Task description: How many lines in the entries below contain "pixel"? Answer with the number only.

Natural-language object grounding data
┄┄┄┄┄┄┄┄┄┄┄┄┄┄┄┄┄┄┄┄

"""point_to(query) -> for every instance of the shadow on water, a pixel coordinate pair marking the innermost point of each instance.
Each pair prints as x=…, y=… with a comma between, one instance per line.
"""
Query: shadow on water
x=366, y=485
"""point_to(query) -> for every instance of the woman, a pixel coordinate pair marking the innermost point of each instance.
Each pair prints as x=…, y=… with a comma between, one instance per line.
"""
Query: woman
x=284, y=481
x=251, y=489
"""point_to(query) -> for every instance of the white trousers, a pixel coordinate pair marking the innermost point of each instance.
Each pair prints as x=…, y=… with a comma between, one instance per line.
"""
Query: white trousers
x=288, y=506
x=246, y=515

┄┄┄┄┄┄┄┄┄┄┄┄┄┄┄┄┄┄┄┄

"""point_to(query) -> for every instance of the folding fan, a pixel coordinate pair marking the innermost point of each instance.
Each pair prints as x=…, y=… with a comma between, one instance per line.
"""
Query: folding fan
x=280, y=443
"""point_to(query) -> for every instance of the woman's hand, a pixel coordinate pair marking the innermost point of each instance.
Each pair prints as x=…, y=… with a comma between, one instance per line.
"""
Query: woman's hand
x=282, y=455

┄┄┄┄┄┄┄┄┄┄┄┄┄┄┄┄┄┄┄┄

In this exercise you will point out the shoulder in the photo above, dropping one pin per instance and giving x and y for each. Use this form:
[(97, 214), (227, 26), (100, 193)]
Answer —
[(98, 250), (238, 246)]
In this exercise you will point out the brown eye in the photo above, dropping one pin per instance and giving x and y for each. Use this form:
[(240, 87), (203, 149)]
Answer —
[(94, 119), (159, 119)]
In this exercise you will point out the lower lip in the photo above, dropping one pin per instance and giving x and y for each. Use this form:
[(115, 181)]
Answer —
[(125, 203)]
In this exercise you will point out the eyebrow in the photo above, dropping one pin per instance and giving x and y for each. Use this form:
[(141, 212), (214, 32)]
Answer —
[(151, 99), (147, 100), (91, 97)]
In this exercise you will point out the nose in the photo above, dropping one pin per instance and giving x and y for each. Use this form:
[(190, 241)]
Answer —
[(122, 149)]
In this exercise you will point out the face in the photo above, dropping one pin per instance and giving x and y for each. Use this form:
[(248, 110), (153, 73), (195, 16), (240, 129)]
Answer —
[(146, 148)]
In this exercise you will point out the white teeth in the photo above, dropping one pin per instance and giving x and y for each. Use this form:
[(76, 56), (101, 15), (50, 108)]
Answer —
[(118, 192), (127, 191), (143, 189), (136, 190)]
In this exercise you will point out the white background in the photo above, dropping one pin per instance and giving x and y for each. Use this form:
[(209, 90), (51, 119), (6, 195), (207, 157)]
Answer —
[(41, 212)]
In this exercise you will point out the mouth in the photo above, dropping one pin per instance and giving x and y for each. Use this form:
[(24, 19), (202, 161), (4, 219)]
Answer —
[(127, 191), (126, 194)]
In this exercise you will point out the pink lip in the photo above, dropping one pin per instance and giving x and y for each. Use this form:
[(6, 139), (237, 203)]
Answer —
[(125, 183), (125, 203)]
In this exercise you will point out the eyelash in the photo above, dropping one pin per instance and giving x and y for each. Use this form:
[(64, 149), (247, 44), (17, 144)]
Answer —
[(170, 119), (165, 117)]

┄┄┄┄┄┄┄┄┄┄┄┄┄┄┄┄┄┄┄┄

Output for this exercise: 5